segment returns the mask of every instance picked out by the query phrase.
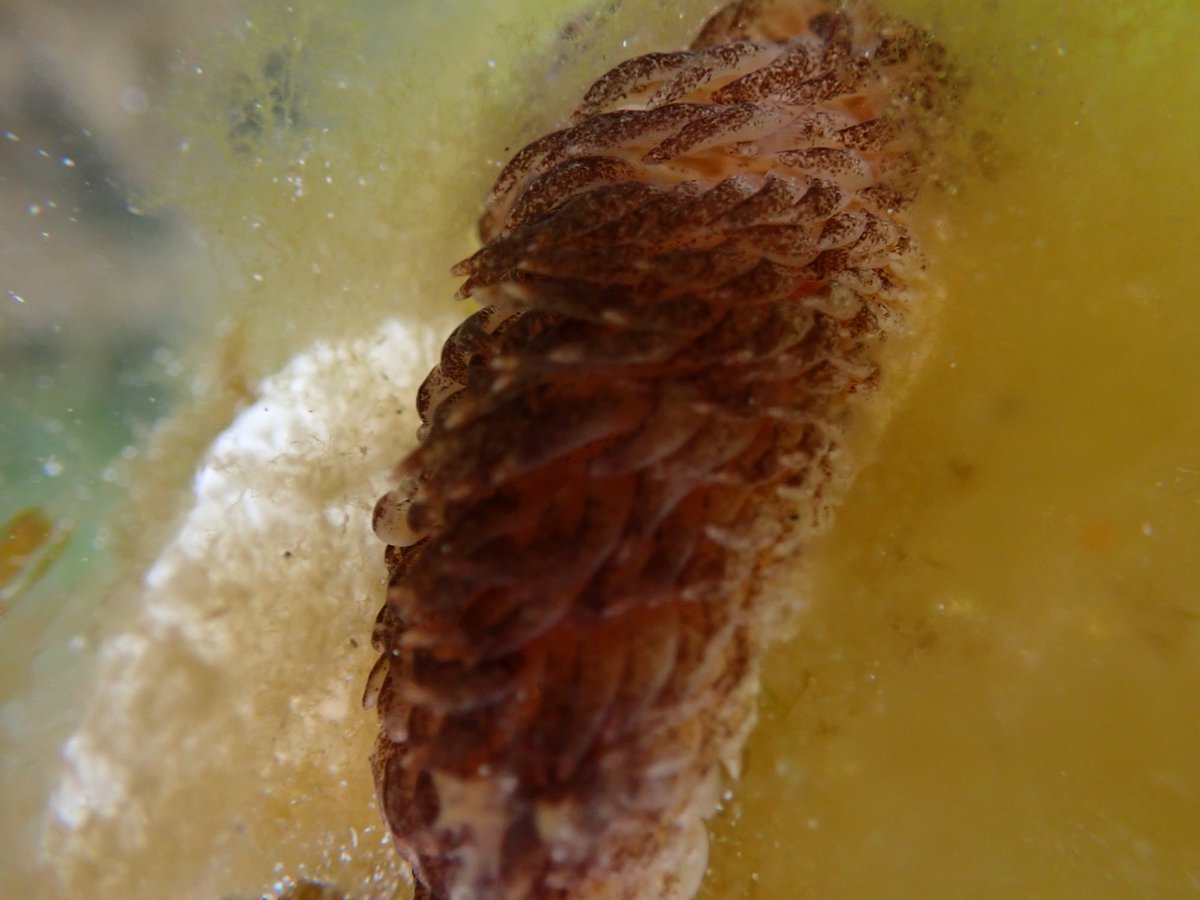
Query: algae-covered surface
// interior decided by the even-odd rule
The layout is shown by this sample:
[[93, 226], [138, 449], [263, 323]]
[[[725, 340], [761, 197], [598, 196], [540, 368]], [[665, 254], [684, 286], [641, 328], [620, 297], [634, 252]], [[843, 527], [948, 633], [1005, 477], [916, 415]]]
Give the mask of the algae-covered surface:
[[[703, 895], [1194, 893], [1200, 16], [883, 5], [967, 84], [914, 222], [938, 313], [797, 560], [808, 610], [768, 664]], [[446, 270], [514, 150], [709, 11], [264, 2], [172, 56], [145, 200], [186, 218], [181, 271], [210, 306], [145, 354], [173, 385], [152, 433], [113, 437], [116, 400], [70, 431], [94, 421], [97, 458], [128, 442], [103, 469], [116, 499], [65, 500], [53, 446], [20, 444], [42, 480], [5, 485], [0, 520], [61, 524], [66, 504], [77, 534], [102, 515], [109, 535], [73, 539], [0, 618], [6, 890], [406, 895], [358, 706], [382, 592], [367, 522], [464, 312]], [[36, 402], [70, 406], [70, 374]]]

******

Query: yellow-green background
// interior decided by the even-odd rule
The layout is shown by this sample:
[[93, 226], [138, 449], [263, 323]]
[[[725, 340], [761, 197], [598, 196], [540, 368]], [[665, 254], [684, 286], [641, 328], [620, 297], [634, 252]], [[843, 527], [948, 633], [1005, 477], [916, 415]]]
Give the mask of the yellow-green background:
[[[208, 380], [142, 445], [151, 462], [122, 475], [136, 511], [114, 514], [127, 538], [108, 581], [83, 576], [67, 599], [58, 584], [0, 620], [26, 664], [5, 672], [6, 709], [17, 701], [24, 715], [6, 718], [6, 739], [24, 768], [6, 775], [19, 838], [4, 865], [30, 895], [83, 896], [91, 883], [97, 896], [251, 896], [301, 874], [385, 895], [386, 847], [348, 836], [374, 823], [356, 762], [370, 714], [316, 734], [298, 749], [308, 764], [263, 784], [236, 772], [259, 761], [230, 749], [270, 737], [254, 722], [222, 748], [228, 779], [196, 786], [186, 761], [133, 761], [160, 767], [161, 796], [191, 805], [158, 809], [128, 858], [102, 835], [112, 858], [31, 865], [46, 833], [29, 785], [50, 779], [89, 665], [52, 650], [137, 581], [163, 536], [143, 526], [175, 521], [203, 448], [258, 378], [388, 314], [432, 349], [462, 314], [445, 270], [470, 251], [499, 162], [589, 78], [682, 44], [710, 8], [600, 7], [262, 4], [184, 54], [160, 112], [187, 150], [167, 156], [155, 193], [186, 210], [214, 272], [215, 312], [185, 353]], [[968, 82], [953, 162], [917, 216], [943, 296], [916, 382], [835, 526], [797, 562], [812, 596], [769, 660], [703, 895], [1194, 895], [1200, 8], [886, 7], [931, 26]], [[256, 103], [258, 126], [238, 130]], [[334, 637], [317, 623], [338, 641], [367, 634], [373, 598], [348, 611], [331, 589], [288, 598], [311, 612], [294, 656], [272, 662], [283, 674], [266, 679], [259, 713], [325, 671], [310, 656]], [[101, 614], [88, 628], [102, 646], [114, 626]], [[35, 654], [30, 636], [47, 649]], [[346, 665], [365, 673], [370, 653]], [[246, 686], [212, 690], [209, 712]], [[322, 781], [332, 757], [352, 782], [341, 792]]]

******

* _EXERCISE DIRECTIONS_
Reproduce the data word for word, starting at the line that contains "Query: yellow-green background" and ending at the line that contains "782], [341, 792]]]", both included.

* _TASK OUTPUT_
Query: yellow-green background
// interior decided by the even-odd rule
The layout is shown by this sample:
[[93, 226], [138, 449], [263, 323]]
[[[725, 340], [761, 197], [598, 196], [540, 368]], [[665, 254], [684, 286], [641, 328], [620, 297], [634, 252]], [[843, 527], [948, 633], [1005, 477], [916, 415]]]
Give the mask of the yellow-green background:
[[[208, 380], [142, 445], [151, 462], [122, 475], [136, 511], [114, 514], [127, 538], [108, 581], [83, 576], [67, 599], [58, 584], [0, 620], [26, 664], [5, 672], [6, 709], [17, 701], [24, 715], [6, 718], [6, 739], [24, 768], [6, 775], [19, 838], [4, 865], [30, 895], [83, 896], [91, 883], [97, 896], [251, 896], [301, 874], [385, 895], [386, 847], [348, 836], [374, 823], [356, 762], [370, 714], [316, 734], [298, 749], [308, 764], [263, 784], [236, 772], [259, 761], [230, 749], [270, 737], [254, 722], [222, 748], [228, 779], [196, 786], [186, 761], [133, 761], [160, 767], [161, 796], [191, 805], [158, 809], [128, 858], [102, 835], [112, 858], [31, 865], [46, 833], [29, 785], [50, 779], [89, 665], [52, 650], [137, 581], [163, 536], [143, 526], [175, 521], [203, 448], [258, 378], [388, 314], [432, 349], [462, 314], [445, 270], [470, 251], [499, 162], [589, 78], [682, 44], [710, 8], [600, 7], [262, 4], [184, 54], [160, 112], [187, 150], [167, 156], [155, 193], [186, 210], [214, 272], [215, 312], [185, 353]], [[968, 82], [953, 162], [917, 216], [943, 296], [916, 382], [835, 526], [797, 562], [812, 596], [769, 660], [703, 895], [1194, 895], [1200, 8], [886, 7], [931, 26]], [[256, 103], [258, 126], [238, 130]], [[334, 637], [317, 623], [338, 641], [367, 634], [373, 598], [348, 611], [331, 589], [288, 598], [311, 612], [294, 656], [272, 662], [283, 674], [266, 679], [259, 713], [325, 671], [310, 656]], [[101, 614], [88, 628], [102, 646], [114, 626]], [[35, 654], [30, 636], [47, 649]], [[346, 665], [365, 673], [370, 653]], [[246, 686], [212, 690], [209, 712]], [[322, 781], [332, 757], [352, 782], [341, 792]]]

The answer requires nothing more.